Your task is to return the span of lines beginning at the one with "the green grass" and ending at the last line of the data, exactly as it stands.

• **Data shown**
--- BEGIN ---

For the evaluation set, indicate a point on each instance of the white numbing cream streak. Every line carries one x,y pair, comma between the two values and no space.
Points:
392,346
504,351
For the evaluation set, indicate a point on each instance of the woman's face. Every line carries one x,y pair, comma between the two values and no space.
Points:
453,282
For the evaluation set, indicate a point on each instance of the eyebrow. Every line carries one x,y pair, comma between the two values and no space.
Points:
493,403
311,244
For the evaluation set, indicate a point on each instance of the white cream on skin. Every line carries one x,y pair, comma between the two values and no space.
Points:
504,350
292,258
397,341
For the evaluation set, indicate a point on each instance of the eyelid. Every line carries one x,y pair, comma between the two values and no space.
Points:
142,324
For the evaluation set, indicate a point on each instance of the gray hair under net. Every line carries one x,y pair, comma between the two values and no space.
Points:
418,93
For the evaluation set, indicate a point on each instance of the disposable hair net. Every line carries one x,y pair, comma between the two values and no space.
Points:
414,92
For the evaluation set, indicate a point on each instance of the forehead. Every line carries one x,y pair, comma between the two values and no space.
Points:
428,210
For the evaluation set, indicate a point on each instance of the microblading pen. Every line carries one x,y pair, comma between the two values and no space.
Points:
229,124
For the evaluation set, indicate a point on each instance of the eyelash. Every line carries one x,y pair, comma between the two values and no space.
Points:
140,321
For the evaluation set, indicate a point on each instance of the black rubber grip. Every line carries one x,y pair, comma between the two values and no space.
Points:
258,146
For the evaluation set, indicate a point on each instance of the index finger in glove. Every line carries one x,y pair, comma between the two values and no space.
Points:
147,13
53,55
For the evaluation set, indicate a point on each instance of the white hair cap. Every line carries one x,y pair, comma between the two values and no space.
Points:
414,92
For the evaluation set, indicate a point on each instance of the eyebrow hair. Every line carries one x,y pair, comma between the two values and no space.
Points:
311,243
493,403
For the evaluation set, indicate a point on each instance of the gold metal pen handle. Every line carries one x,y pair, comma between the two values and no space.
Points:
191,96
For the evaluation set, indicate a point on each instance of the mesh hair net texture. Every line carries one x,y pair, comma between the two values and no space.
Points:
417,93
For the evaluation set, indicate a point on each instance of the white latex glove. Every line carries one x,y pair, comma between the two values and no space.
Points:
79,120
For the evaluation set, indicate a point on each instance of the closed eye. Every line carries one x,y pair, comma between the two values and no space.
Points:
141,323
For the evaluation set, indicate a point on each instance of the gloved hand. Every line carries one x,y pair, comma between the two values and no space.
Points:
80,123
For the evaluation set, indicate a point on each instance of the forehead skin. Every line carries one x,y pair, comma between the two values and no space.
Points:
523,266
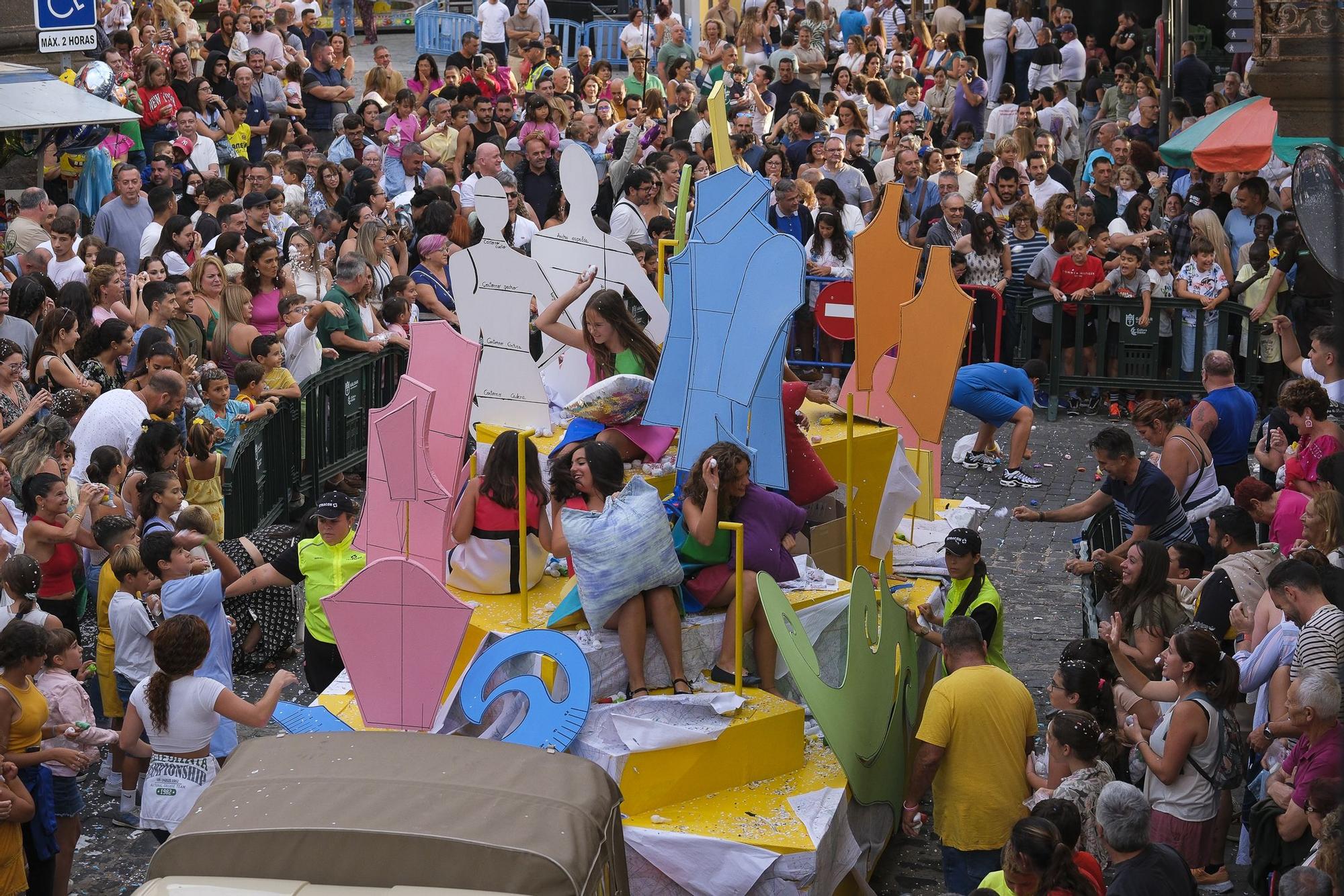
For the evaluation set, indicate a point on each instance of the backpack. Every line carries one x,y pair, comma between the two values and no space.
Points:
1230,764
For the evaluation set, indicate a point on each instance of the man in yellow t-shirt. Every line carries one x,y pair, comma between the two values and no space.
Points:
978,730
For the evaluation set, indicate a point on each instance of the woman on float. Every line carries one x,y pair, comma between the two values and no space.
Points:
714,492
583,478
615,345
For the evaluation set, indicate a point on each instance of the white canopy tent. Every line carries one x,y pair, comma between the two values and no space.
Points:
32,99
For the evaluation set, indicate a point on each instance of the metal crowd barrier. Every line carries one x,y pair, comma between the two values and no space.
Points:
1147,362
310,441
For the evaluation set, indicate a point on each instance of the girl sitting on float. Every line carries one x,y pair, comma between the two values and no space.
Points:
584,475
615,345
486,559
721,490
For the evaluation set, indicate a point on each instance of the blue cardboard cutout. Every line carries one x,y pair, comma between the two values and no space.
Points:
299,719
733,292
548,723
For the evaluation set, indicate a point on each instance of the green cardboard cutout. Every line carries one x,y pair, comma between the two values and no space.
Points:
864,719
683,201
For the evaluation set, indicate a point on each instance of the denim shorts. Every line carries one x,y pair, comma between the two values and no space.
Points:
67,793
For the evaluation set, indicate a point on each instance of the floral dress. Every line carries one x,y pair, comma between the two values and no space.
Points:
274,608
10,410
96,373
1083,789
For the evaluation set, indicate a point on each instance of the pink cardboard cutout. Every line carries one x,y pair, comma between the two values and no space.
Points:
400,632
416,452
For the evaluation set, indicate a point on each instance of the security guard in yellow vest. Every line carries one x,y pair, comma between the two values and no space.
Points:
970,594
323,565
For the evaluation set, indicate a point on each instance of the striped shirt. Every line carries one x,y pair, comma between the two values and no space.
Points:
1322,644
1023,255
1150,500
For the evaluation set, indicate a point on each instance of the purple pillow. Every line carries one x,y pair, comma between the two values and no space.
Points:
767,519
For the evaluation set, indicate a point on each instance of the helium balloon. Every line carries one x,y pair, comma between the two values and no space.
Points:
30,142
97,79
1319,195
80,138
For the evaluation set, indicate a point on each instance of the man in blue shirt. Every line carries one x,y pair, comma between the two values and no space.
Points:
853,22
1225,420
787,217
1252,201
997,394
257,115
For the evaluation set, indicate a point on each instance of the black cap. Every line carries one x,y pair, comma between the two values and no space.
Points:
960,542
333,504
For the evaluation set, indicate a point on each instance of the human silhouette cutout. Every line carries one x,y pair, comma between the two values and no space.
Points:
571,248
494,287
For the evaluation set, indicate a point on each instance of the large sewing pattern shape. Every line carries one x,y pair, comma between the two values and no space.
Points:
400,632
864,719
733,292
568,251
494,289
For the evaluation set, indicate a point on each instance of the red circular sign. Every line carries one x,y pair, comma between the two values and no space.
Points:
835,311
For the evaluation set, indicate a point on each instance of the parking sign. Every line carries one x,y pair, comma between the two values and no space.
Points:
65,26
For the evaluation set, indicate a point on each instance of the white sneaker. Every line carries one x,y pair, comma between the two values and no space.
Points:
976,461
1019,480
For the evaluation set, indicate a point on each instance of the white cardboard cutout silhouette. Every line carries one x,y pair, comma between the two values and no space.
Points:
494,287
565,252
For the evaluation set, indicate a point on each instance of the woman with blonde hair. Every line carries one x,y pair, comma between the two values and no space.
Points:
1323,527
106,289
752,40
376,244
235,332
1205,224
208,279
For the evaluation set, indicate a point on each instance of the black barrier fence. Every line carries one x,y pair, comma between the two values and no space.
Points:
1144,361
310,441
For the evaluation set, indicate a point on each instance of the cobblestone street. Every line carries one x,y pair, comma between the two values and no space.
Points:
1026,564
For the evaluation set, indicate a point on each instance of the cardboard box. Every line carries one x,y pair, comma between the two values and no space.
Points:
827,549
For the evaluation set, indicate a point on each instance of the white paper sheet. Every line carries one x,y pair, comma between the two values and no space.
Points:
816,811
702,866
661,723
898,496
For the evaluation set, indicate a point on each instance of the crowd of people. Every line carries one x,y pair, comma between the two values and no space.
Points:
269,216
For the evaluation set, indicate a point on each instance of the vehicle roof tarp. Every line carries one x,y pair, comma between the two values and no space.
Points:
48,103
381,809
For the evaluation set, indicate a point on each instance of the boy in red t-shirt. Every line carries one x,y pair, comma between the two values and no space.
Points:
1073,281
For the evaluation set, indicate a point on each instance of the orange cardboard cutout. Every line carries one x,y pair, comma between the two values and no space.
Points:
927,365
884,281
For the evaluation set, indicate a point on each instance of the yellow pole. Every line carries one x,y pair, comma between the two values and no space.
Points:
522,523
665,248
849,483
737,585
720,130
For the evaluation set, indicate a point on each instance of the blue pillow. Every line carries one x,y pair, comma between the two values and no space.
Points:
622,551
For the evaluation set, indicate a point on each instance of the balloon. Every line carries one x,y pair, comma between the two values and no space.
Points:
30,142
80,138
97,79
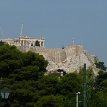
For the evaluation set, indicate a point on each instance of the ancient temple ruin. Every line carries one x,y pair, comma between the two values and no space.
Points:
25,41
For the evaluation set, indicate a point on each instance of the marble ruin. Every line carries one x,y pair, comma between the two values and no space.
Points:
25,41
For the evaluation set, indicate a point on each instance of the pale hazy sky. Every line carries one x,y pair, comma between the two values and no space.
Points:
59,21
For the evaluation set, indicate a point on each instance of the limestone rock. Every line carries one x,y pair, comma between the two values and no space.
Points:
70,58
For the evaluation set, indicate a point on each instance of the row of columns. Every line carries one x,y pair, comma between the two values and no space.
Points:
32,43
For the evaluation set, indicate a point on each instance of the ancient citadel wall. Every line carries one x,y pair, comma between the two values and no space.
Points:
70,58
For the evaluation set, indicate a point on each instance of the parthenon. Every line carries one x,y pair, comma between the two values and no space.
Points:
25,41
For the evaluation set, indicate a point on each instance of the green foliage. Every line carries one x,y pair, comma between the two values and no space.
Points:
100,65
24,75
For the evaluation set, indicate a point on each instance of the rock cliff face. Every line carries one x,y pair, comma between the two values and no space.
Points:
70,58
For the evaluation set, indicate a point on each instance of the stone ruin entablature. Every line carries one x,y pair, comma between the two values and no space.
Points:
25,41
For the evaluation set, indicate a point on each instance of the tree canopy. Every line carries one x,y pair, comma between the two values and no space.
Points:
23,74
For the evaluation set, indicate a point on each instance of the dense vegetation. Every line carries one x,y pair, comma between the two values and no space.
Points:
24,75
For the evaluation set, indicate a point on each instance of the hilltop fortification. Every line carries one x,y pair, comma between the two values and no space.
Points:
70,58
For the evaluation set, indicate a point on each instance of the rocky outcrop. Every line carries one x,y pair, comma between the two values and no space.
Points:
70,58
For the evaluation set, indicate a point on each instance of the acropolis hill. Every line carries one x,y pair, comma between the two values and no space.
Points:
69,58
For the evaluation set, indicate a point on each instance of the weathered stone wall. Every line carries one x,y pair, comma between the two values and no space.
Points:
70,58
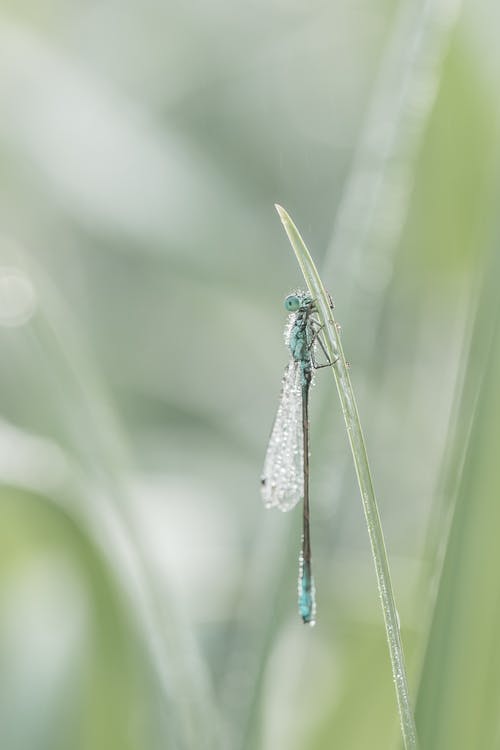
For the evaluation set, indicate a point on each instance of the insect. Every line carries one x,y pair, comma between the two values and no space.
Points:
285,478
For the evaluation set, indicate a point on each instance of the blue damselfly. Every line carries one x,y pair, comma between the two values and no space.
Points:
285,479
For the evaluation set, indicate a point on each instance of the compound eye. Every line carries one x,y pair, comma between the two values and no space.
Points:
292,303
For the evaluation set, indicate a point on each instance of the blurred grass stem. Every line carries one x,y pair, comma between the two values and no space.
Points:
357,443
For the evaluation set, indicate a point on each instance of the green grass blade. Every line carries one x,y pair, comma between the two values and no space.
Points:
357,443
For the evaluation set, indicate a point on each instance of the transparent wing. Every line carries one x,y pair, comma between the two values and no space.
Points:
283,478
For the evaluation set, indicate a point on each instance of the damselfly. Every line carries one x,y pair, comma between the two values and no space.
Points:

--- END ---

• **Task answer**
For the evaluation set, indicate a point on each instance of the green grass blade. Every line carries one x,y pair, comma between the two values and no space.
Points:
357,443
For the evaluation set, indicate a point on each instance of the transparent wing. Every line carries one x,y pair, comma between the two values and no space.
Points:
283,478
For the evaluation set, indicate a point on each instance of the damselfly. Every line carries one x,y pair, comma between the two values and no space.
Points:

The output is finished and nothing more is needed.